What you need to do> Your task is to work out how many lines in the data that follows hold "rough" and to state that number alone.

(Saved data entries)
####################

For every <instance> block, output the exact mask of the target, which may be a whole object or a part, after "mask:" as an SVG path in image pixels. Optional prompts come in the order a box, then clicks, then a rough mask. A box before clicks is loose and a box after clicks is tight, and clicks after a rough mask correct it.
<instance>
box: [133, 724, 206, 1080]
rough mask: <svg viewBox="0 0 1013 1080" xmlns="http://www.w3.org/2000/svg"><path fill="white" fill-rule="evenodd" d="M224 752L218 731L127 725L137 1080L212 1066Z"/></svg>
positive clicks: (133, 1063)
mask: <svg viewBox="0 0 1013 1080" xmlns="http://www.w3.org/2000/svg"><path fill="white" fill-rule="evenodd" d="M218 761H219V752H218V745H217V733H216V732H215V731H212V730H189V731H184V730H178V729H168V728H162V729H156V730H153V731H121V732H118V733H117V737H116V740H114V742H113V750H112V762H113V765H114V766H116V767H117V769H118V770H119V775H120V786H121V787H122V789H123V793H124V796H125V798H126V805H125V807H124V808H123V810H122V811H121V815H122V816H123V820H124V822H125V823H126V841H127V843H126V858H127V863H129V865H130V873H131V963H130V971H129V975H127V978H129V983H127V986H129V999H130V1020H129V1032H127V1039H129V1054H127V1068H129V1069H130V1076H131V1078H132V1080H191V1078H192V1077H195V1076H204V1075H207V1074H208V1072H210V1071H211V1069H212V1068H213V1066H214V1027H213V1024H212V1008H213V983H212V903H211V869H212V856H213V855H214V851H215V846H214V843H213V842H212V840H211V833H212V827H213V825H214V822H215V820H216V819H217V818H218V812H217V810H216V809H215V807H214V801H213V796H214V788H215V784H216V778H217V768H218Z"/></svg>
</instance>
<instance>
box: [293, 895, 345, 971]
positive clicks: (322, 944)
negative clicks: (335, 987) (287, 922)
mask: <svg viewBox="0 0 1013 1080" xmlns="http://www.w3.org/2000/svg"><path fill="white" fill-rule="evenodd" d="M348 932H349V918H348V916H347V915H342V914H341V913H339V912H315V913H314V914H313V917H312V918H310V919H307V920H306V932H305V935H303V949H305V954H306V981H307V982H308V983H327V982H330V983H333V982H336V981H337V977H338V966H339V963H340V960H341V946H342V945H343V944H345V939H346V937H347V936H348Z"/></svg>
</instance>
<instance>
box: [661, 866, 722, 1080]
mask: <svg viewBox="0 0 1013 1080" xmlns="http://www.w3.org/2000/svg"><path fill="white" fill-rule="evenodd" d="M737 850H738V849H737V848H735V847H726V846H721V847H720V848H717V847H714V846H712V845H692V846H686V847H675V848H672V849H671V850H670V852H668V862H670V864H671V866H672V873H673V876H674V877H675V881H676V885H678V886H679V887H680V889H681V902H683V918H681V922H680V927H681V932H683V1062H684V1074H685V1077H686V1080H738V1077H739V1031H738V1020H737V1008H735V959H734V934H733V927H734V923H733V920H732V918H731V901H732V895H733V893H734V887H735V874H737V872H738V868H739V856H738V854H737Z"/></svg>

####################

Solution below> 2